*** Excerpt Section Begins ***

Lion loaned Biolab $1,000,000 with an annual
5% interest rate, due and payable on August 30, 2024. Rhodes Decl., ¶2, Ex. A. Biolab made four loan payments to Lion: (a)
$50,000 on June 24, 2024, (b) $50,000 on July 26, 2024; (c) $50,000 on August
26, 2024; and (d) $75,000 on February 14, 2025.
Rhodes Decl., ¶5. Biolab has made
no further payments on the Note. Rhodes
Decl., ¶5. The $775,000 amount of
principal owed is adequately shown.
However, the interest owed is not presented in a payment history or
other calculation and is disallowed.
3. Probability of Success
A claim has
“probable validity” where it is more likely than not that the plaintiff will
recover on that claim. CCP
§481.190. In determining this issue, the
court must consider the relative merits of the positions of the respective
parties. Kemp Bros. Construction,
Inc. v. Titan Electric Corp., (2007) 146 Cal.App.4th 1474, 1484. The court does not determine whether the
claim is actually valid; that determination will be made at trial and is not
affected by the decision on the application for the order. CCP §484.050(b).
Lion has presented
evidence that Biolab is in default on the Note and owes $775,000 in principal
plus interest.

*** Excerpt Section Ends ***
*** Data records Section Begins ***

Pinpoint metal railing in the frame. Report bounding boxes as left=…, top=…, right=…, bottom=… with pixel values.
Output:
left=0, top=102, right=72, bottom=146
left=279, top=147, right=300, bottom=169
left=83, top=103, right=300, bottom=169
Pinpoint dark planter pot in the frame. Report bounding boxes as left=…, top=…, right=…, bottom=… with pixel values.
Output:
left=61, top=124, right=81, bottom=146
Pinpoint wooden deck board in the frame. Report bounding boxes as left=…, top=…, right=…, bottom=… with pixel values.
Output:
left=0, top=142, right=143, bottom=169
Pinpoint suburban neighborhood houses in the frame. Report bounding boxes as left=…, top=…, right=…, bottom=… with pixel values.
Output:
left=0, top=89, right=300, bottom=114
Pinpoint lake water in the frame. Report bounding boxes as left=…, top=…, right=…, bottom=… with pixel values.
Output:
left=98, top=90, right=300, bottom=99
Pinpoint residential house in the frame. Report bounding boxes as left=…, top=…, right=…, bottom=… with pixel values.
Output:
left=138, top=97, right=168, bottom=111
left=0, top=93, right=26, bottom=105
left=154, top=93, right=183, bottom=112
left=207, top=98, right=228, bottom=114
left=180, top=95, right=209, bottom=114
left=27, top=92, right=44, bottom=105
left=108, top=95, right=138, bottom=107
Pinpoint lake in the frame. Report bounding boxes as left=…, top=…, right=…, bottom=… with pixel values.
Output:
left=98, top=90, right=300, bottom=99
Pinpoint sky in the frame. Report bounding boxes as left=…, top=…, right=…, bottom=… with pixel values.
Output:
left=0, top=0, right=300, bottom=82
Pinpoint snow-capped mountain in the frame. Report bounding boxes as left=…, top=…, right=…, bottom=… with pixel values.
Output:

*** Data records Section Ends ***

Assignment
Extend the court ruling on Lion's loan to Biolab, picking up after its final sentence.

Result of the exercise
Biolab does not
argue otherwise. Rather, Biolab argues that
litigation and other issues relating to the relationship between Biolab and Lion
are ongoing. Wang was the CEO of Biolab
who abruptly resigned on February 25, 2025. Rhodes is the owner of Lion. Wang
caused Biolab to enter into other agreements with Rhodes' other businesses. These entities include Safecamp and Medflow.
Opp. at 3-4.
Wang caused Biolab
to enter into a contract with Medflow, the purpose of which was to assist in
the billing process for Biolab. Biolab
had to terminate the contract and suffered damages as a result. Due to the existence of these relationships between
Rhodes’ entities, Biolab is prepared to dispute the amount due to Lion. Opp. at
3-4.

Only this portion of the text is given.